(Information)

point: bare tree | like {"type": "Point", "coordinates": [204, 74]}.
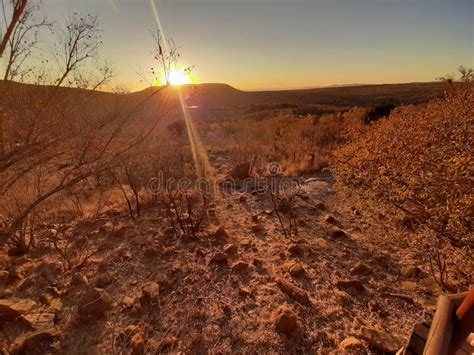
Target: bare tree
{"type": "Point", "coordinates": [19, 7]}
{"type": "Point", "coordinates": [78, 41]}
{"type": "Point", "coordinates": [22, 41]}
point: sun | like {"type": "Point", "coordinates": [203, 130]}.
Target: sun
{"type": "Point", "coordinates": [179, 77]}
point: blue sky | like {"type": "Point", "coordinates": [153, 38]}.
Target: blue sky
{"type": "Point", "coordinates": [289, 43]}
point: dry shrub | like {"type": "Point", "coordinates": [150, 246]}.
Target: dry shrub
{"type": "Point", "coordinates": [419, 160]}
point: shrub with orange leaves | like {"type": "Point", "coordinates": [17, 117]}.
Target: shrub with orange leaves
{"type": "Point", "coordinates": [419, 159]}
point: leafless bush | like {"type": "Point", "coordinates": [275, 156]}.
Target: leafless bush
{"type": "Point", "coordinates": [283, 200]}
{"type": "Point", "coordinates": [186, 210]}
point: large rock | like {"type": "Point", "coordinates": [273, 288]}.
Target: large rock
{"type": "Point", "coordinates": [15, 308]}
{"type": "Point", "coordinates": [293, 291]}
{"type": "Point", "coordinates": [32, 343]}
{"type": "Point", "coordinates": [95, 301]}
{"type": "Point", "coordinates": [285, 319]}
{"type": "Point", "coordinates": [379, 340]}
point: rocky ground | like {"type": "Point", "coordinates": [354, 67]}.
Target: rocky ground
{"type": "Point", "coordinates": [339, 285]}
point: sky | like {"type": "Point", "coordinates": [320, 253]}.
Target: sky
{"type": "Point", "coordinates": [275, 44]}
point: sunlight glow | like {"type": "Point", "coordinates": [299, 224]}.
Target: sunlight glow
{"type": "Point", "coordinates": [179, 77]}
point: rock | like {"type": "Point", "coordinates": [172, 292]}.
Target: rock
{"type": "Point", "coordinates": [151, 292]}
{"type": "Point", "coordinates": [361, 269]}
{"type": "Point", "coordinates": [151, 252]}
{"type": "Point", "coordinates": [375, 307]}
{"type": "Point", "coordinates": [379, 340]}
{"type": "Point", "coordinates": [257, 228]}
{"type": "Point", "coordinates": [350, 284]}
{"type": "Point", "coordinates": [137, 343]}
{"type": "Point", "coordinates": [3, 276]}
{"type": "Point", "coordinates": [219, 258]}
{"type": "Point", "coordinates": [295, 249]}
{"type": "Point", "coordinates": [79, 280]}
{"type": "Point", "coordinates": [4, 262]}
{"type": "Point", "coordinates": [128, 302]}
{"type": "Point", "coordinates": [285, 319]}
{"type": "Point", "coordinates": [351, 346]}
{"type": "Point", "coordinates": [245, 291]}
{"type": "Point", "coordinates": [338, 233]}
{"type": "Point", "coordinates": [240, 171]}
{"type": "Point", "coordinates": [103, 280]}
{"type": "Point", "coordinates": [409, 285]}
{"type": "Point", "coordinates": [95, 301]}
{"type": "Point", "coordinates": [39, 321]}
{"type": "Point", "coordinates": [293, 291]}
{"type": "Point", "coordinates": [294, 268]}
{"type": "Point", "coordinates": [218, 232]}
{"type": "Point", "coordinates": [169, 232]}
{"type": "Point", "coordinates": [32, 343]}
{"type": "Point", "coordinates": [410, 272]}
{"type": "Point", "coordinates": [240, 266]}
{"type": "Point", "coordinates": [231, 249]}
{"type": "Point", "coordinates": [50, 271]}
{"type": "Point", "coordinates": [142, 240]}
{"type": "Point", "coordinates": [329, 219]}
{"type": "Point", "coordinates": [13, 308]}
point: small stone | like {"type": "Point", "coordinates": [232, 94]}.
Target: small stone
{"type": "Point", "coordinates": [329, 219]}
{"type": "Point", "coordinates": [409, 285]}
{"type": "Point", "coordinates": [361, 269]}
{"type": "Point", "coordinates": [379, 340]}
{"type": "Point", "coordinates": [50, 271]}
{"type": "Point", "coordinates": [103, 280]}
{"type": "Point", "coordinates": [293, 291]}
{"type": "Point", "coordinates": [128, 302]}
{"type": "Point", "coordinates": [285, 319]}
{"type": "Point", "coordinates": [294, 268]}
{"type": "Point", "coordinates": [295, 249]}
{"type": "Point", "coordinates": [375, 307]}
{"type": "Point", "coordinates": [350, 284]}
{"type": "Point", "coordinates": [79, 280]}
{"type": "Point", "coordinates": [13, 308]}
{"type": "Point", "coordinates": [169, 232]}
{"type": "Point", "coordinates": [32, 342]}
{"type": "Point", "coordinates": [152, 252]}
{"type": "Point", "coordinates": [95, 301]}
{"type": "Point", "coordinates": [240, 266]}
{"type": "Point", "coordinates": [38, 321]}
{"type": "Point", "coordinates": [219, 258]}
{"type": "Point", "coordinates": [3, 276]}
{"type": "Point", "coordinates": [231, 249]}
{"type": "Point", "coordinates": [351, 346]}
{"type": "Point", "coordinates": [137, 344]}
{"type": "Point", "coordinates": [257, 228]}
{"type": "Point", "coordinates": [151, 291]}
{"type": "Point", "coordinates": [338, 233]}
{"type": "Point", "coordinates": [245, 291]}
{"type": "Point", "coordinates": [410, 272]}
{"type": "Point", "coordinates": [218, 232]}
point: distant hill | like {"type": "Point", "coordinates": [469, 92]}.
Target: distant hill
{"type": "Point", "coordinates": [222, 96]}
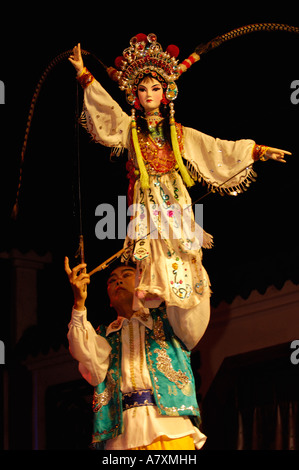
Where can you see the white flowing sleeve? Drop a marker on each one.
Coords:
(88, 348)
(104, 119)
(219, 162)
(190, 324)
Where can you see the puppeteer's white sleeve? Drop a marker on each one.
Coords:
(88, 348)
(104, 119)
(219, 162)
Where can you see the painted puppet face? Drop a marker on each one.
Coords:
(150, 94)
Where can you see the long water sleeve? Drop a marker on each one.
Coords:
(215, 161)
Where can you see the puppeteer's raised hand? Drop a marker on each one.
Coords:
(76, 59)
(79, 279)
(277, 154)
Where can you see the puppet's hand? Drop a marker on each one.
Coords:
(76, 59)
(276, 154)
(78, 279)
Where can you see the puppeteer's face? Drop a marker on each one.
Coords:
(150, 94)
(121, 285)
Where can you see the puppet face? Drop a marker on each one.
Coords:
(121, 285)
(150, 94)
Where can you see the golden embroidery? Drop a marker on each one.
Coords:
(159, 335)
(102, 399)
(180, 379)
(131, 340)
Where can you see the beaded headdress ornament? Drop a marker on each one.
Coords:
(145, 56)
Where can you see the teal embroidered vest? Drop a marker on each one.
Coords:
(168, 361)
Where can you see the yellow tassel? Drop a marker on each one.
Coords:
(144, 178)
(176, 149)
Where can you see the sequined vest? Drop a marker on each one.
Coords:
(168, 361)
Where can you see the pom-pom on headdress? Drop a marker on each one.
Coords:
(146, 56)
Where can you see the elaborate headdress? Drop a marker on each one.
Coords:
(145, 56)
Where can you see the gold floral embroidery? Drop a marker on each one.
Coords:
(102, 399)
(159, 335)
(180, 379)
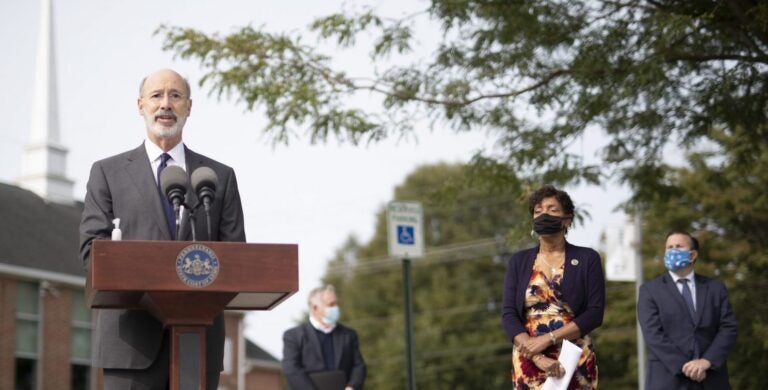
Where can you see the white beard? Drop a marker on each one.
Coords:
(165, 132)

(End Information)
(Information)

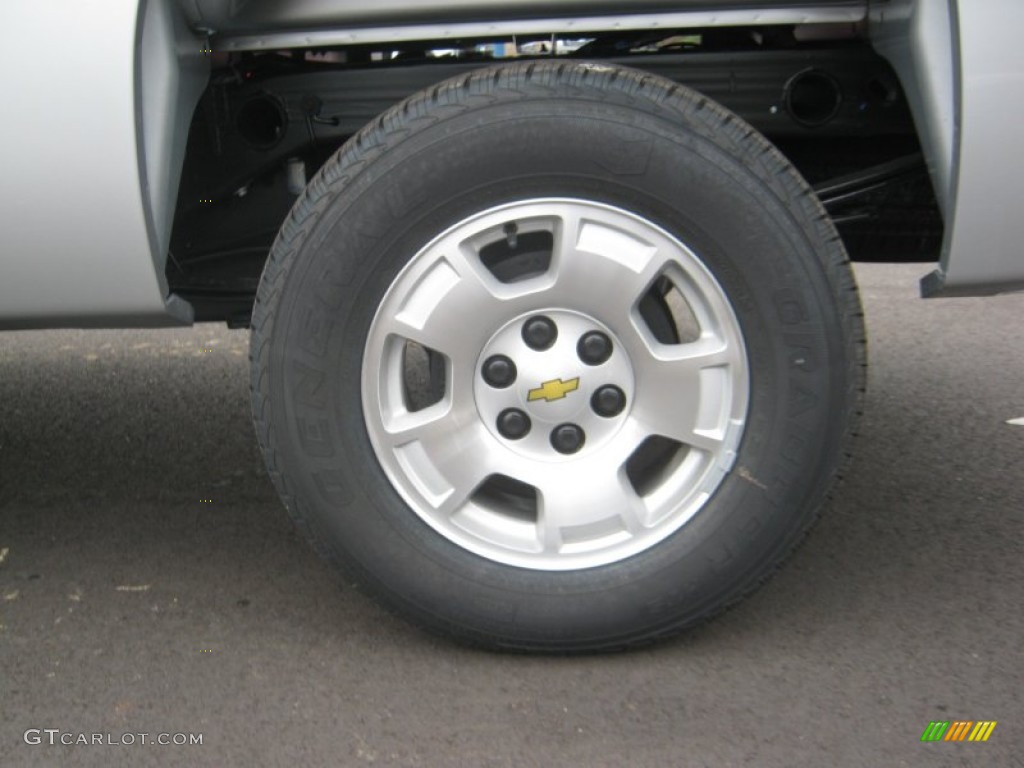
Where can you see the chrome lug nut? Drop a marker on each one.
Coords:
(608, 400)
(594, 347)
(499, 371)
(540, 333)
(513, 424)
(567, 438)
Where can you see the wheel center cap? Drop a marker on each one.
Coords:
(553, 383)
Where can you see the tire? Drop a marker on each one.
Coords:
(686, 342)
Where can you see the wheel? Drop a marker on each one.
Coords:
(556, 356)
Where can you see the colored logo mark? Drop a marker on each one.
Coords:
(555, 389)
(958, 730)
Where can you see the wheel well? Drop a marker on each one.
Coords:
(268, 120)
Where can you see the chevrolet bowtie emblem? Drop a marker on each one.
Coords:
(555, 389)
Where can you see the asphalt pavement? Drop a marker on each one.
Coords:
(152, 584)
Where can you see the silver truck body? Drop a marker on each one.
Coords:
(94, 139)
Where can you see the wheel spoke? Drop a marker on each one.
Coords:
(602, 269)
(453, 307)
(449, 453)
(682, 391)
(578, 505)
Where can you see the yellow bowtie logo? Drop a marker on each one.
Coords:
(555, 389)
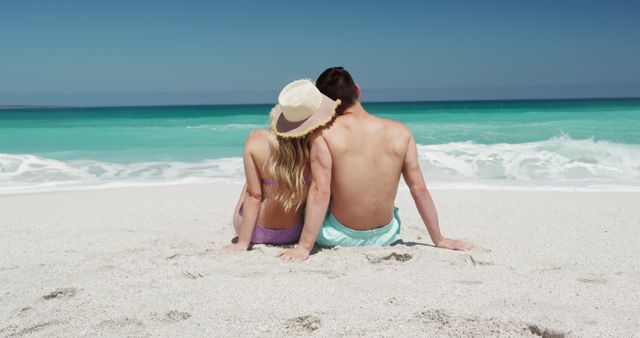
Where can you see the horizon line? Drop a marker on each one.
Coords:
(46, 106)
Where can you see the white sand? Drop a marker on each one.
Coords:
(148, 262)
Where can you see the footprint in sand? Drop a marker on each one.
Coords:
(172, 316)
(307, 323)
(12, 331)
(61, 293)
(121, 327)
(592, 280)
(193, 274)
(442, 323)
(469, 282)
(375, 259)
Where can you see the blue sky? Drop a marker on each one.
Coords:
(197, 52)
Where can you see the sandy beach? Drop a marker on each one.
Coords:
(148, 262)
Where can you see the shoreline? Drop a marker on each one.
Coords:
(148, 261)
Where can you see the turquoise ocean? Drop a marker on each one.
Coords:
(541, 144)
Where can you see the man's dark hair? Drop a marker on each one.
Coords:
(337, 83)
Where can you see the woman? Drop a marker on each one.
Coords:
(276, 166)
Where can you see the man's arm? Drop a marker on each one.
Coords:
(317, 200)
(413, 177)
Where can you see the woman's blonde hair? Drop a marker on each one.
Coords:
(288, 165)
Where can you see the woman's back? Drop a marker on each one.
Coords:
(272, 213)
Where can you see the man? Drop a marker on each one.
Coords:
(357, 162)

(End Information)

◆ Exercise requirements
Matching lines for the string "sleeve": work out how many the records contain and write only the number.

◆ Written answer
3